• [Exercise requirements]:
A) List the names of the four line-iterator methods described in the CMUSphinx update page.
B) Copy the passage of the CMUSphinx update page from "Usages of line" to "current SphinxTrain version.", with its wording unchanged.

• [Quoted passage]:
________________________________________
CMUSphinx Open Source Speech Recognition

Jun 6, 2011

Long Audio Training: Update 2

The past-days-work addressed the usage of restrictive function read_line in the SphinxTrain. All occurrences of read_line were eliminated making use of line iterators from sphinxbase. During this a decission to modify the lineiter interface was made in order to support original read_line functionality, e.g. comments skipping and whitespace trimming. This now takes following methods:

lineiter_init - init iterator for reading without any preprocessing
lineiter_init_clean - init iterator for reading compatible with the read_line function: skip commented lines and trim leading and trailing whitespaces
lineiter_next - read next line from the file
lineiter_free - finish reading and free resources

Usages of line iterators in the sphinxbase were also updated to comply with the interface modifications. These changes were necessary to enable SphinxTrain training on audio files of unlimited size and the lineiter is meant to be central input interface in the SphinxTrain in the future.

Work on the examination of memory issues is ongoing and will be followed by the implementation of memory-optimized Baum-Welch algorithm as described at https://cmusphinx.github.io/wiki/longaudiotraining as well as finding other ways to reduce unreasonable memory demands of current SphinxTrain version.

May 31, 2011

Long Audio Alignment : Week 2

As indicated in my last update regarding Long Audio Alignment project (https://cmusphinx.github.io/2011/05/long-audio-alignment-week-1/), my attempt this week was to fix the problem of generating pronunciations for out of vocabulary (OOV) words. Due to lack of a reliable Java based Automata library, I added an existing phone generator from FreeTTS to Sphinx 4 to generate pronunciation hypothesis for OOV words.
The module for generating these hypothesis is modeled to ensure correct pronunciation hypothesis for:

Abbreviations: Words like "USD" in transcription could have a equivalent utterance as both as United States Dollar and U-S-D. Accuracy of this depends on the model used.
Numbers : "123" in text can have a equivalent utterance as "One Two Three" as well as "One Hundred Twenty Three"
OOV words that are neither abbreviation nor numbers are pronounced as it is ( i.e. default pronunciation generated by FreeTTS).

A branch long-audio-alignment has been created on SVN. Source files for this project can be found there.

With the current state of the Aligner model (i.e. with pronunciations for all words in the dictionary), the word error rate (WER) was found to have improved to 0.16 as compared to 0.18 without the pronunciation generator.

After a few quick experiments with grammars again, we next aim to model anchors based on trigram language model.

May 30, 2011

Long Audio Training: Update 1

Here comes the first update on the Long Audio Training project. It's aim is to enable SphinxTrain training on recordings hours long. Presently the SphinxTrain can process files up to 3 minutes approx.

Full info on the project can be found at https://cmusphinx.github.io/wiki/longaudiotraining.

During the last week a collection of audio files 5 to 10 minutes long have been turned into CMUSphinx training database in order to determine possible issues when training on longer recordings. The first experiments resulted in two main findings:

Some of the components of SphinxTrain put an arbitrary limit to the size of data they process. E.g. the problem is with the function read_line which reads a line only up to the constant size of a buffer. This implementation resulted in crashes of training process in the baum-welch step due to the failed word lookup.
________________________________________
• [Records supplied]:
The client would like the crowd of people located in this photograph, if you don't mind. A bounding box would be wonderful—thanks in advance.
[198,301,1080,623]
________________________________________
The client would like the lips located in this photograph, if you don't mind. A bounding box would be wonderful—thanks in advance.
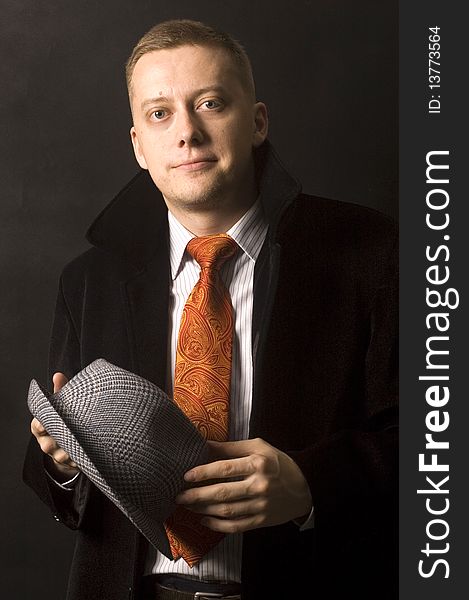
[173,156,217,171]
________________________________________
• [List of solutions]:
A)
lineiter_init
lineiter_init_clean
lineiter_next
lineiter_free

B)
Usages of line iterators in the sphinxbase were also updated to comply with the interface modifications. These changes were necessary to enable SphinxTrain training on audio files of unlimited size and the lineiter is meant to be central input interface in the SphinxTrain in the future.

Work on the examination of memory issues is ongoing and will be followed by the implementation of memory-optimized Baum-Welch algorithm as described at https://cmusphinx.github.io/wiki/longaudiotraining as well as finding other ways to reduce unreasonable memory demands of current SphinxTrain version.